GOAL:
Copy every record below exactly.

#####

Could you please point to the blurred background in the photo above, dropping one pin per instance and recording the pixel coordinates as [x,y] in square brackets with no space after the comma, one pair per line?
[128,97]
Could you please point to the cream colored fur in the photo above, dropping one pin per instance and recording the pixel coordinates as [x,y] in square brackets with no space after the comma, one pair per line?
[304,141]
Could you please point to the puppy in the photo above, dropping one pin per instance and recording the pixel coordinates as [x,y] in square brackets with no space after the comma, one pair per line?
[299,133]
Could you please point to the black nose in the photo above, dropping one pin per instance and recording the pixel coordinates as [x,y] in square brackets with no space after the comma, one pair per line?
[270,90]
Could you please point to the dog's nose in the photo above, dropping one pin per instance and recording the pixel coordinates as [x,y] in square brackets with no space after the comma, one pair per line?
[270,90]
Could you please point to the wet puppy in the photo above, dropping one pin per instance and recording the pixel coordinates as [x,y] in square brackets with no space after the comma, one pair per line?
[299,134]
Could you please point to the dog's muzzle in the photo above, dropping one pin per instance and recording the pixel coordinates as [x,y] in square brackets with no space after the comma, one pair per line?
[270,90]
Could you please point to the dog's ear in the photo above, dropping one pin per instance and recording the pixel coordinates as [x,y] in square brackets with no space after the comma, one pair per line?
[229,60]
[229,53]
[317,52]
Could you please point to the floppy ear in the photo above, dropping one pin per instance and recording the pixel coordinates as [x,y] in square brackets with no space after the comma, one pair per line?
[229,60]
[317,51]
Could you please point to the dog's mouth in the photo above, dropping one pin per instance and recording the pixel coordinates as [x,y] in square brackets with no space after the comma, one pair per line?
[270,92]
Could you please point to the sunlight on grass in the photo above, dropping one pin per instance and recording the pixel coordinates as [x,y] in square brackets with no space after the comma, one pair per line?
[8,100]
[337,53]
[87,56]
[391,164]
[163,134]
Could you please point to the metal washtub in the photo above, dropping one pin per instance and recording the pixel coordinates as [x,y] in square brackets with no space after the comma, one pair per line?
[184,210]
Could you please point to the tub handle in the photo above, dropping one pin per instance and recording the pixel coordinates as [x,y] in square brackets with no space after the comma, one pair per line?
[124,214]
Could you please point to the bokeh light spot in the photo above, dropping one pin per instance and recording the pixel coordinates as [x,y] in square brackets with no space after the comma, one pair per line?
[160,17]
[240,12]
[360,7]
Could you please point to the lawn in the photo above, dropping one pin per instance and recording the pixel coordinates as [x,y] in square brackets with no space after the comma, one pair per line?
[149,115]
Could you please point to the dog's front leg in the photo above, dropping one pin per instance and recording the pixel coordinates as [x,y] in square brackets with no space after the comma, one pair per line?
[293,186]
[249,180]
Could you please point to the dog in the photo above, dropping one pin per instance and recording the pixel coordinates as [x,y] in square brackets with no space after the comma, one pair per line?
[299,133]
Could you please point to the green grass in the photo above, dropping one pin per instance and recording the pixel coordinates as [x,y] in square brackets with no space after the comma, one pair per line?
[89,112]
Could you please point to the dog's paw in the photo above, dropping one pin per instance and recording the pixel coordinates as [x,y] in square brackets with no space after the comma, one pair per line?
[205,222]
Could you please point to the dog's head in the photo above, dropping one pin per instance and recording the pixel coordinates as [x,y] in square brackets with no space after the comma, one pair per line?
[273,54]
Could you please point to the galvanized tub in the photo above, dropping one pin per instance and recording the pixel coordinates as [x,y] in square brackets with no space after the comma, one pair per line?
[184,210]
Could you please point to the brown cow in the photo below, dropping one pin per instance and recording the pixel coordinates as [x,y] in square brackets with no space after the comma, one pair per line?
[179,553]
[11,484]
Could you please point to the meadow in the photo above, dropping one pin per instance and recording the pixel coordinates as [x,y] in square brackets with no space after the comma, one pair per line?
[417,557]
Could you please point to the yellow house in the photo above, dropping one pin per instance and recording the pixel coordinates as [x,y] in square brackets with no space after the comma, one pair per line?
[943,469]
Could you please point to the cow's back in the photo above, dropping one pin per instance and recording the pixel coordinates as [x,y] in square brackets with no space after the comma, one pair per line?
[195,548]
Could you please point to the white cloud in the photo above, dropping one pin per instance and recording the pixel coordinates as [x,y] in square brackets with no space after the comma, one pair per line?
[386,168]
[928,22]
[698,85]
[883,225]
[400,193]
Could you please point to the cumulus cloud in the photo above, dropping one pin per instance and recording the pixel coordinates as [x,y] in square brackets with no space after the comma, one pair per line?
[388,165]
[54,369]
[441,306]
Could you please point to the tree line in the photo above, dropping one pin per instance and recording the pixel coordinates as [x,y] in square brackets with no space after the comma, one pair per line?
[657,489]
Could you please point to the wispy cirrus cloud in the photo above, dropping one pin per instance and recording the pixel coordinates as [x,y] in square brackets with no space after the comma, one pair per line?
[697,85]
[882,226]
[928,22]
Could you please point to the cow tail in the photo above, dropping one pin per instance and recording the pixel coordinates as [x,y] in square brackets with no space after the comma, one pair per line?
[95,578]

#####

SOLUTION TO THIS EXERCISE:
Could you please point to the blurred background in the photo above, dropping one pin per instance and recording the pixel coordinates as [x,y] in square brackets with no space after the comma, one pair per line?
[128,97]
Could you please point to the cream colored fur in the photo above, dropping one pin per instance and recording the pixel coordinates as [x,y] in square brackets with no space after the comma, one pair per line?
[304,141]
Could you please point to the puppy in the photo above, dropping one pin per instance and recording the pixel coordinates as [x,y] in square brackets with no space after the comma, one pair per line?
[299,133]
Could you please point to the black nose in the photo above, dropping one pin per instance and recording the pixel coordinates as [x,y] in square brackets with no space after the comma, one pair per line?
[270,90]
Could you please point to the dog's nose in the photo above, dropping one pin per instance and recording the pixel coordinates as [x,y] in square brackets with no space after the comma, one pair per line?
[270,90]
Could you please point to the wet puppy in the photo above, dropping one pin per instance and recording the pixel coordinates as [x,y] in square brackets with no space after the comma, one pair per line?
[299,134]
Could you please point to the dog's muzzle in the photo above, dropping one pin per instance and recording the pixel coordinates as [x,y] in square brackets with no space after the comma, one pair per line?
[270,90]
Could you please point to the dog's ear in the photo above, dropping one pin per instance and recording the pixel coordinates as [x,y] in square brackets with no space after the comma, one pair per line?
[229,60]
[229,53]
[317,52]
Could you please point to the floppy ear in the photo above, dropping one pin per instance and recording the pixel coordinates as [x,y] in square brackets with no space after the comma, one pair per line?
[229,60]
[317,51]
Could you please point to the dog's mouth in the photo above, dropping one pin per instance and recording the pixel coordinates as [x,y] in square brackets with no space after the comma, one pair per line?
[270,92]
Could you please point to the sunlight on grass in the photo above, dropping one pin per instance and recording the pixel coordinates as [x,y] in square brackets with no space after the comma, one pair per line?
[8,100]
[337,53]
[87,56]
[391,164]
[163,134]
Could you please point to the metal washtub in the photo above, dropping one pin per instance and recording the pixel coordinates as [x,y] in square brackets with no space after the comma, one pair per line?
[184,210]
Could you please point to the tub handle in the photo above, dropping one pin per instance and recording the pixel coordinates as [x,y] in square brackets with no space after the comma, one pair per line?
[124,214]
Could you please point to the bokeh light spot in the photo above, dropping one pin per instance and recording the pixel coordinates as [x,y] in square brackets with no space after the comma, one pair per line?
[160,17]
[240,12]
[360,7]
Could you please point to the lawn in the photo above, dropping one pin per instance and recording the pixel coordinates as [x,y] in square brackets with no space after the comma, one pair per line?
[149,115]
Could you please point to the dog's front leg in the photo above, dropping one pin per instance and recording the pixel coordinates as [x,y] in square brackets with no space after the comma, one pair per line?
[293,186]
[249,180]
Could you please point to the dog in the photo above, dropping one pin per instance and recording the pixel coordinates as [x,y] in square brackets with no space after the comma, one pair per line?
[299,133]
Could you please point to the green grass in the photo above, dropping one pin per instance and recording the pixel coordinates as [x,y] in square brackets with no space after the comma, one pair per line?
[89,112]
Could you please point to the dog's paw in the photo above, dropping one pin per instance and recording the pixel coordinates as [x,y] in square brackets with no space after the comma, one pair per line?
[205,222]
Could you please point to the dog's head in the photo above, dropping one pin per instance and recording the pixel coordinates as [x,y] in square brackets with no space after the comma, one pair per line?
[273,54]
Could you please point to the galvanized tub in the photo above, dropping one pin per instance and recording the pixel coordinates as [x,y] in square brackets with no space after the comma, one pair per line?
[184,210]
Could you please point to the brown cow in the photo below, dropping one pin per instance and recording the pixel coordinates as [x,y] in square brackets with no space after the comma, one pair per line?
[179,553]
[11,484]
Could you please point to the meadow in the photo above, dropping one pin per instance and recording the pixel coordinates as [x,y] in square brackets with no space after the comma, one pair per line?
[417,557]
Could you please point to the yellow house in the photo above, dropping one pin per instance and recording the pixel coordinates as [x,y] in square brackets with no space after the comma, one pair per line?
[943,469]
Could you please point to the cow's back in the photo above, dropping one pin per instance and recording the pixel coordinates as [x,y] in square brackets with no space after the comma, one pair per line?
[195,548]
Could you please point to the white cloud in the photo above, dropping one pin per instance and recording the pixel coordinates as [x,y] in square brackets with no space after the comma, one pair per line?
[386,168]
[928,22]
[698,85]
[883,225]
[400,193]
Could you please point to the cumulus cloud in the photo above, dropping one pin per instance and recording the pixel coordinates as [x,y] in square brackets with no space after the comma, one pair per line?
[388,165]
[54,369]
[441,306]
Could you please point to the tree line in the photo above, dropping one pin per instance and recording the pixel coordinates as [x,y] in square brackets with no space after the comma, one pair per line?
[657,489]
Could you please point to the wispy cirrus cloud in the photo above, dropping one pin per instance and recording the pixel coordinates as [x,y] in square brackets with no space after the comma, one pair per line?
[697,85]
[882,226]
[928,22]
Could you please point to the cow tail in the photo above, dropping one pin per instance and recording the pixel coordinates as [x,y] in square brackets with no space after the comma, one pair per line?
[95,578]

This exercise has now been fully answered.